*РАБОЧЕЕ ЗАДАНИЕ*. Перепишите без изменений часть текста о сборнике эссе, начиная со слов «Все это кажется» и заканчивая словами «Мексики Амброз Бирс).» включительно.

*ПРИВЕДЕННЫЙ ОТРЫВОК*.
=======

Все это кажется неслучайным для сборника эссе, объясняющего, как рассказ может причудливо вырасти и растаять на глазах (Джозеф Конрад «Сердце тьмы»), как пропадают без вести и погибают бессильные перед природой и судьбой люди, персонажи и сами писатели (пример тому – не вернувшийся в 1914 году из Мексики Амброз Бирс).
Наш бывалый проводник-филолог сначала предлагает вникнуть в магию создания емких метафор (Джон Апдайк «Кентавр»), понять способы синтеза приключенческого романа, робинзонады и античной трагедии (Уильям Голдинг «Повелитель мух»), уловить законы сосуществования и слияния авантюрного романа и любовной мелодрамы (Генри Джеймс «Письма Асперна»), научиться осязать слово, превращенное в предмет (Шервуд Андерсон «Руки»), постичь мастерство использования цитат (Томас Элиот «Бесплодная Земля»), «позаимствовать стратегию общения с читателем из текстов Сэлинджера и Фолкнера», а потом, полной грудью вдохнув ночной воздух тайны, с тревожным трепетом ощутить, как личная и мировая истории уходят куда-то в глубь, в начало, в непознаваемую бездну… Гибкое повествование то расширяется до неразличимости, то сжимается до зрачка и точки исчезновения наблюдателя.
Имя японской певицы Хоки (Хироко Токуда) подозрительно ясно отражается в слове «хокку». Кажется, одна метафора остается от протеичной субстанции души восточной красавицы: «Когда она стирала краску, оставались два черных провала, заглянув в которые, можно было увидеть воды Стикса».«Говоря о японке, – замечает эссеист, – Миллер вспоминает Джун, свою бывшую жену, фигурировавшую… в романах трилогий под именем Мара (Мона). В Джун Миллер находил то же, что и в японке, – нечто, не поддающееся объяснению и потому притягательное». Исследователь дает этой любви емкое название – «влечение к пустоте» и уверяет, что новый опыт «обращен к японке, к миру вообще, но в первую очередь – к самому себе».
Вслед за Джозефом Конрадом, предпринявшим в повести «Сердце тьмы» «путешествие к истоку человеческой речи, говорения», Аствацатуров всей своей книгой напоминает, что до слова было молчание и великая цель человека – добраться до нерастворимого осадка души, чтобы дословно понять до-словное. В конце концов, мы играем сами с собой и выиграть можем только себя у себя. Вокруг нас – одни зеркала и линзы… Это, кстати говоря, самые выпуклые вещи-символы, уловленные автором сборника. В «Повелителе мух» английские мальчики «костер разжигают Хрюшиными очками, ловящими лучи». Предваряя эссе, автор описывает колоритного попутчика-депутата в зеленом пиджаке и в очках с толстыми линзами. Ну а у Сэлинджера «слово glass начинает повторяться в тексте, означая то стакан, то очки, то зеркало, то окно, но на самом деле фиксируя незримое присутствие Уолта».

=======

Записи, выбранные из коллекции:
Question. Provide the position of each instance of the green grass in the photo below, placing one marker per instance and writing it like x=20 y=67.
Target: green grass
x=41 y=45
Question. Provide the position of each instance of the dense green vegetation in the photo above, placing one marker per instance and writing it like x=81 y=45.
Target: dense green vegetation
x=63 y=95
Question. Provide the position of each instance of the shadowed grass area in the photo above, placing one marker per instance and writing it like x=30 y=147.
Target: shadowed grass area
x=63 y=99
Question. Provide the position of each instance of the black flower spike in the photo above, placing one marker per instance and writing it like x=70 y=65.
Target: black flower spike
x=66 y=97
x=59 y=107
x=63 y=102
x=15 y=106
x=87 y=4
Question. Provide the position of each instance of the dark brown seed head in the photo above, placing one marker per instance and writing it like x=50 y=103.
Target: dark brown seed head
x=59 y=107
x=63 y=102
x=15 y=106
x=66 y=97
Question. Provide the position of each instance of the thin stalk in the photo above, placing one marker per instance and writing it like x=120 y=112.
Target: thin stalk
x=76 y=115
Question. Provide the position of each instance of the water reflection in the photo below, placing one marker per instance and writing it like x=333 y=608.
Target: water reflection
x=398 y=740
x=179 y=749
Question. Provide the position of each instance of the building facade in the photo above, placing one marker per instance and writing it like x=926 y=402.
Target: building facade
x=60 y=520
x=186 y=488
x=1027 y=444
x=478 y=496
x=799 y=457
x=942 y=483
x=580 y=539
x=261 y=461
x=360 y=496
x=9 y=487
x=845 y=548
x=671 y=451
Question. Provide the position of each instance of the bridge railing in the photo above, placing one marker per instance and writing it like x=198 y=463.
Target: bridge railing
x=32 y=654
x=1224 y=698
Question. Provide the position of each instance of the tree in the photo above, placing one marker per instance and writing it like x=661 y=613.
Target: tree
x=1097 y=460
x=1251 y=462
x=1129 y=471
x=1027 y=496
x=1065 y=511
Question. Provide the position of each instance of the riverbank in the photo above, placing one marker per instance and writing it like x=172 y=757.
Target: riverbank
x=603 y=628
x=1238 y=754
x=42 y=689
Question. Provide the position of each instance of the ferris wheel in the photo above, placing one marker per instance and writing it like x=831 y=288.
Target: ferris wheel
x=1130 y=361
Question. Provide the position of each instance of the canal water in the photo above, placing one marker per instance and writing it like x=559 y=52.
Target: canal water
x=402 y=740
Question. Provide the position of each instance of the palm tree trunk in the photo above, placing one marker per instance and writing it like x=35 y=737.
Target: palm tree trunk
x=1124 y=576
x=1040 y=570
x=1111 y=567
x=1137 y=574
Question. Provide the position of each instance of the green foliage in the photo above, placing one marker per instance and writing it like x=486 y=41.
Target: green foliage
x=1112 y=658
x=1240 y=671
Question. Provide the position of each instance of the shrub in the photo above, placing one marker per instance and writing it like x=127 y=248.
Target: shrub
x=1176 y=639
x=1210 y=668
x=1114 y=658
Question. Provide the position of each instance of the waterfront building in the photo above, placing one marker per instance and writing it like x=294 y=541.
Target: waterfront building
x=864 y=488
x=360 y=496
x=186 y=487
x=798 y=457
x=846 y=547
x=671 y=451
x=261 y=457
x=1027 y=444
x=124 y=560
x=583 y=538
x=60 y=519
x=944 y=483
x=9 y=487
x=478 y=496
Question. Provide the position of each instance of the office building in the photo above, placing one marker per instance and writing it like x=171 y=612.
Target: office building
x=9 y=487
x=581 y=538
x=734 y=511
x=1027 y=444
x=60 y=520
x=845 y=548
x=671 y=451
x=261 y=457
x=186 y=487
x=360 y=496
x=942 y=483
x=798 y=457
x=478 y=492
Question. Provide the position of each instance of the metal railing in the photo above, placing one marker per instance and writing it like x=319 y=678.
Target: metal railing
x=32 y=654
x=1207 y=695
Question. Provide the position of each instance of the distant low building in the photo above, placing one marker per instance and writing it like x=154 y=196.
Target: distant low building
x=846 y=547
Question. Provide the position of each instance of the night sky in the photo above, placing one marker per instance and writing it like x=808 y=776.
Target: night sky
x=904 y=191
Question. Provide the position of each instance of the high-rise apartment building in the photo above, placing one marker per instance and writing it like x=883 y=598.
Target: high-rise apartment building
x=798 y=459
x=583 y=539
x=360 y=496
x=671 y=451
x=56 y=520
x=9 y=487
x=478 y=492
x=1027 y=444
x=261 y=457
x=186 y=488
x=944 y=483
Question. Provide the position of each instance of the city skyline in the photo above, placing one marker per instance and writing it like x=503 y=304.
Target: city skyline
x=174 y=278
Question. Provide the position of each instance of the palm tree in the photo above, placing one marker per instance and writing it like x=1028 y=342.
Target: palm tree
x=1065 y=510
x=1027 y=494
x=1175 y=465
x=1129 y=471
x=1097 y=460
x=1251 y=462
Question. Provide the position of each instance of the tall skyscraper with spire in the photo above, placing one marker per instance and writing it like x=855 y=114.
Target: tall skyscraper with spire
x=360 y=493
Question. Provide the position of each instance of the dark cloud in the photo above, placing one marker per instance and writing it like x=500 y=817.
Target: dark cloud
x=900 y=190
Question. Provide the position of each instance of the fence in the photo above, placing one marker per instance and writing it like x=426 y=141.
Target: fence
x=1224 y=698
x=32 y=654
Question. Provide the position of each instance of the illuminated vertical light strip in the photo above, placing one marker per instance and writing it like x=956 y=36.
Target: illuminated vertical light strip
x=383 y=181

=======

*ОТВЕТ К ЗАДАНИЮ*.
Все это кажется неслучайным для сборника эссе, объясняющего, как рассказ может причудливо вырасти и растаять на глазах (Джозеф Конрад «Сердце тьмы»), как пропадают без вести и погибают бессильные перед природой и судьбой люди, персонажи и сами писатели (пример тому – не вернувшийся в 1914 году из Мексики Амброз Бирс).